**Excerpted passage:**
────────
Pun headline writers receive no solace from the news that freshman 
forward Dererk Pardon will redshirt this season

The NCAA Tournament is Northwestern's El Dorado.  Every November begins with a faint hope of making it in; every March reveals it to be mythical.  Before the Law injury, this season seemed like the best shot they've had since Shurna brought them within a Big Ten Tournament game of a shot.  Northwestern's weak non-conference slate does not help, nor does a season in the brutal Big Ten against some of the best teams in the country. 

Last year, Northwestern qualified for the College Basketball Invitational, a gray-market sub-NIT tournament that probably operates from illegal Bill Laimbeer's Combat Basketball rules, but the Wildcats declined to participate.  Northwestern declared that it was above such a lowly tournament. This was disappointing for fans of underground sporting events such as the CBI and illicit wrestling matches in which Bonesaw is ready.
────────
**Material provided:**
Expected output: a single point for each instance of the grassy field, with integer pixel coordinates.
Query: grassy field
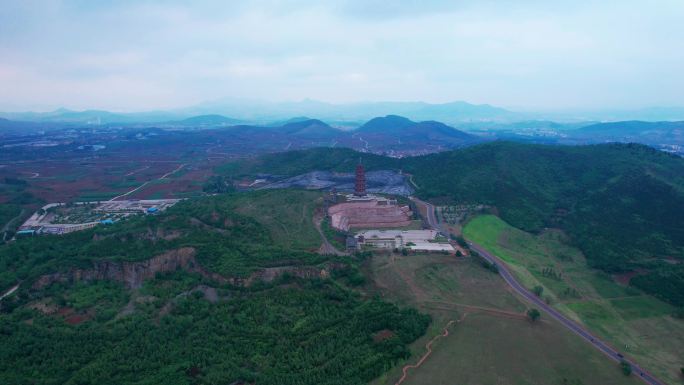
(633, 322)
(491, 341)
(286, 213)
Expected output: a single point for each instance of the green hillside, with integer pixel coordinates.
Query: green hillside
(191, 324)
(621, 204)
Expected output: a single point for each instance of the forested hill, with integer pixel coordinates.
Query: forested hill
(622, 204)
(214, 290)
(619, 201)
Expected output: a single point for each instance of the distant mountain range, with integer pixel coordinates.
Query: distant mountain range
(264, 112)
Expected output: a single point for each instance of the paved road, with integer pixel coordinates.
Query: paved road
(555, 314)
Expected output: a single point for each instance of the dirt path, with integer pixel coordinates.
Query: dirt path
(417, 292)
(473, 308)
(148, 182)
(428, 348)
(9, 292)
(326, 247)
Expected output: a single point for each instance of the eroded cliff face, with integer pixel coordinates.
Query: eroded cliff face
(133, 274)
────────
**Written instruction:**
Please continue the passage about Northwestern basketball and its NCAA Tournament hopes, picking up after its last sentence.

**Result:**
Northwestern University does not officially endorse the use of any kind of saw

This Northwestern season gives fans an opportunity to see young players like McIntosh and Lindsay come into their own and send off two senior stalwarts.  A young, exciting team should bring out supporters.  There is no reason why Welsh-Ryan Arena, a tiny, ridiculous bleacher barn, should not become a tiny, ridiculous, sweat-soaked death barn filled with raucous fans actually cheering for Northwestern.  A pro-Northwestern crowd at a home game against Illinois, Indiana, Wisconsin, or Michigan would so discombobulate the visiting team they'd have no idea where they were and that would lead to at least one easy backcut layup.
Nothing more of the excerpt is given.